● **Task instructions**
From the data below, pull out every line containing the string "water" and copy those lines. Case counts.

● **Part of a data file**
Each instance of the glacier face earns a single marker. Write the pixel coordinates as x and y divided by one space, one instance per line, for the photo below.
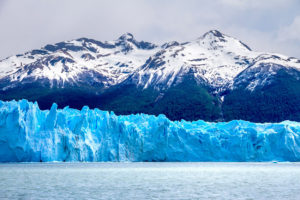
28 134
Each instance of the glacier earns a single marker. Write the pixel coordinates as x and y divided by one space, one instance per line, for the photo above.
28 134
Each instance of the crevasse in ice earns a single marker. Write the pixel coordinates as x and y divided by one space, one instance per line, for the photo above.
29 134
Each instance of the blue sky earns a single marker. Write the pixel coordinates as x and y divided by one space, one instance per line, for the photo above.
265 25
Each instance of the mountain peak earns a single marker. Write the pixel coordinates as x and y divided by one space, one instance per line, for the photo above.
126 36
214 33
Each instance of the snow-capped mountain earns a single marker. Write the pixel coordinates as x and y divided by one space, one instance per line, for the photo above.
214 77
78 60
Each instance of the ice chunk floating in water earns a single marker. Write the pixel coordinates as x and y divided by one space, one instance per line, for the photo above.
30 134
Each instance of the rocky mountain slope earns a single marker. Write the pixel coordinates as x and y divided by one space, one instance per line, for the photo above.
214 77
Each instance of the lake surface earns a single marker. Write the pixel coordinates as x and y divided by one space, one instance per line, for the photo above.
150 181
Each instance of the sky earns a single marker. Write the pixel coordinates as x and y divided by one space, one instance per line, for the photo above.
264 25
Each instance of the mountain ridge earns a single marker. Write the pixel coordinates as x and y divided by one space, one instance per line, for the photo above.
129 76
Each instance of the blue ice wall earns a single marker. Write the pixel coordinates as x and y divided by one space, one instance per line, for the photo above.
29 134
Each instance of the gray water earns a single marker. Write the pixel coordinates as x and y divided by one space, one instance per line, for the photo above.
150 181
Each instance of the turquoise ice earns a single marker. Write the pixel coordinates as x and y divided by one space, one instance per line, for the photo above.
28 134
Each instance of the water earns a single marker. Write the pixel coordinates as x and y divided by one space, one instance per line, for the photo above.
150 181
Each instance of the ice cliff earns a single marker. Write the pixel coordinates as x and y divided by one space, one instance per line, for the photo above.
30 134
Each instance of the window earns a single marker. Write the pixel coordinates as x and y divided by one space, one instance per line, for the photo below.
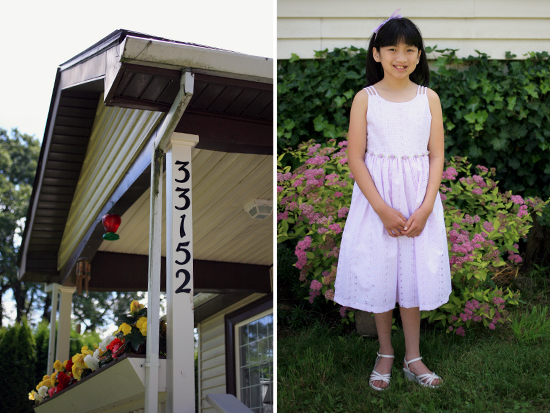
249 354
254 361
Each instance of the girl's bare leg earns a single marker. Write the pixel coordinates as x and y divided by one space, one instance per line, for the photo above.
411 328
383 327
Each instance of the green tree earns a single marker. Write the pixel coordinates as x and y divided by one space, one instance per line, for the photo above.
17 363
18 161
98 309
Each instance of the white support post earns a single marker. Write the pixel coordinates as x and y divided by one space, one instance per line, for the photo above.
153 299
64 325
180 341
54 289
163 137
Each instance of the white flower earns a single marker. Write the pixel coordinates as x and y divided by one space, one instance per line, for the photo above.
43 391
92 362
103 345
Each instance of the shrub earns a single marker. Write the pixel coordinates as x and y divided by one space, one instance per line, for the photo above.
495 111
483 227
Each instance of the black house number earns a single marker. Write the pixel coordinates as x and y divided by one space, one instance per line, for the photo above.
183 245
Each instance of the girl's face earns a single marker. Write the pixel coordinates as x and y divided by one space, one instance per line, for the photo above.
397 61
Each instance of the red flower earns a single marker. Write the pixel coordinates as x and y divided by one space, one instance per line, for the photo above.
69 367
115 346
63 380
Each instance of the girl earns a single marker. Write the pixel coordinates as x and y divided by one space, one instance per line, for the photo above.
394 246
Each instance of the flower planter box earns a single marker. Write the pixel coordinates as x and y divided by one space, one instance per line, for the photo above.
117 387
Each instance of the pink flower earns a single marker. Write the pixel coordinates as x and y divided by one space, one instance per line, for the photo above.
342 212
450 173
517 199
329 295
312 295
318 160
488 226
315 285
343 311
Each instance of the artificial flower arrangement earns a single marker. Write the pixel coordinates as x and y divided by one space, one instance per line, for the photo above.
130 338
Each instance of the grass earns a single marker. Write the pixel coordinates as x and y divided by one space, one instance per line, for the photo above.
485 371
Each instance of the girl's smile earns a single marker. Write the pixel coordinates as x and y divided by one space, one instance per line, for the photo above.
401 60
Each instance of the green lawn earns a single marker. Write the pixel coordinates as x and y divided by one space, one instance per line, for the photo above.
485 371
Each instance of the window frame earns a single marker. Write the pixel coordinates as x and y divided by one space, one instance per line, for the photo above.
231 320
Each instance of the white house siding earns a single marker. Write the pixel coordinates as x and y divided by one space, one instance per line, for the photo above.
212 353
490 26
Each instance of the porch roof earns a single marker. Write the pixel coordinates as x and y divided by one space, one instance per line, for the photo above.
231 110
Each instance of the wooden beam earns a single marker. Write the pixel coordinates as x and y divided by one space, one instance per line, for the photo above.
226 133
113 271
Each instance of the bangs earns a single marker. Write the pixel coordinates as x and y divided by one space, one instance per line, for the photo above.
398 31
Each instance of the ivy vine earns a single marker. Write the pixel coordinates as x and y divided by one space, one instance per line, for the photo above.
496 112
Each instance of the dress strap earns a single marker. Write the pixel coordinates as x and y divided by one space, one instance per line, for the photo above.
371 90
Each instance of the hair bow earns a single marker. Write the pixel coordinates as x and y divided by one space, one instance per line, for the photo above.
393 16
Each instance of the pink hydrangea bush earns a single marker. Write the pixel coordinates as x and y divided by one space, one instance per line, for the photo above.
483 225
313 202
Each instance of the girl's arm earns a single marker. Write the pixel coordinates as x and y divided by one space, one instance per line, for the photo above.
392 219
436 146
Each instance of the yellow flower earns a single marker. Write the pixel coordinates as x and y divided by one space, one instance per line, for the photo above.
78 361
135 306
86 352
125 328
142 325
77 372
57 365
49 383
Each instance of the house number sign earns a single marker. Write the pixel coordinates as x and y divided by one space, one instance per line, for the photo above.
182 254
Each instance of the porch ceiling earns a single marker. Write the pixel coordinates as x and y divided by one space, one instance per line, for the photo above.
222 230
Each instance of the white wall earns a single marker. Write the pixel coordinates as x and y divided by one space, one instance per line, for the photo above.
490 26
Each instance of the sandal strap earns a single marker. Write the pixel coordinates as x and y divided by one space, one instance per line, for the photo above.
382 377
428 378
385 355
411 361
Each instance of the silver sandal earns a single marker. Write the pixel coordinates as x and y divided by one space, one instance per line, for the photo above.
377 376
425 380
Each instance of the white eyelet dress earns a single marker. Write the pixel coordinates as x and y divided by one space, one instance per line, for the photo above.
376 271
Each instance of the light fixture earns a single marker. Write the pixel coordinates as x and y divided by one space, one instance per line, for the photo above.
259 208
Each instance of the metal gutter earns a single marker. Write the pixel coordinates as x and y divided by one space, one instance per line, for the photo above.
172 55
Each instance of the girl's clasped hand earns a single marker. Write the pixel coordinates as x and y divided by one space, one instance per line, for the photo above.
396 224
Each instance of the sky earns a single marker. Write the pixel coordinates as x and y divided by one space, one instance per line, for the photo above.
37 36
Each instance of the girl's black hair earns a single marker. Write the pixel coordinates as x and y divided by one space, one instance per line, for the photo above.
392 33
--
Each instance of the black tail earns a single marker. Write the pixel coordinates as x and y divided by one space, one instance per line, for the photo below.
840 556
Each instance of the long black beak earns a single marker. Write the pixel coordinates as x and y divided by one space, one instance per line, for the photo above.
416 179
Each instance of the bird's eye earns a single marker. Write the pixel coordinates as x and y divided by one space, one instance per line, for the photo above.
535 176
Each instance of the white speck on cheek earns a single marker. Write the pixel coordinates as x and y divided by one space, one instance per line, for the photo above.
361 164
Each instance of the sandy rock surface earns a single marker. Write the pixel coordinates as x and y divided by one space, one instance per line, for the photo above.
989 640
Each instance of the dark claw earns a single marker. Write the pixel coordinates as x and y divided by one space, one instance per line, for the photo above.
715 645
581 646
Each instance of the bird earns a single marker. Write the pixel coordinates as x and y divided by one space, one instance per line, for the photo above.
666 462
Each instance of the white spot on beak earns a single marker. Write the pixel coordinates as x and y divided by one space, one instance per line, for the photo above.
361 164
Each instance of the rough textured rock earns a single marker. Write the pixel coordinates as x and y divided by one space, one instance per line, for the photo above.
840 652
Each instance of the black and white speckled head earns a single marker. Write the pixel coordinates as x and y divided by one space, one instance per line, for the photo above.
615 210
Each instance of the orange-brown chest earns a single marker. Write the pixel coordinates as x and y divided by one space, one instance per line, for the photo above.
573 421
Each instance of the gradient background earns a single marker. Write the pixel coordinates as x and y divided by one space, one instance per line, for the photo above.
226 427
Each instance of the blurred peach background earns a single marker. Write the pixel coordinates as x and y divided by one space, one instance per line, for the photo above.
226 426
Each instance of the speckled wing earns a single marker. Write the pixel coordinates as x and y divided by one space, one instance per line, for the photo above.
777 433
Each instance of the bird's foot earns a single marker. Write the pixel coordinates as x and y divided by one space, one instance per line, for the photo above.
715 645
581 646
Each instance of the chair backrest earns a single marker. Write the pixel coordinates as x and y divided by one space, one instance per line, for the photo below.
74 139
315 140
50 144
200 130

● **Response**
Each instance of the ice chunk floating in water earns a single marker. Write the pixel coordinates as x and y divided by one space, one instance per line, for the photo above.
Each instance of the gray water earns a single marker. Write the pixel coordinates as x and y divided by one space, one instance per line, for the photo above.
Each instance of the water earns a single marker. Write the pixel coordinates as x and y divided by one space, one instance per line, for the photo above.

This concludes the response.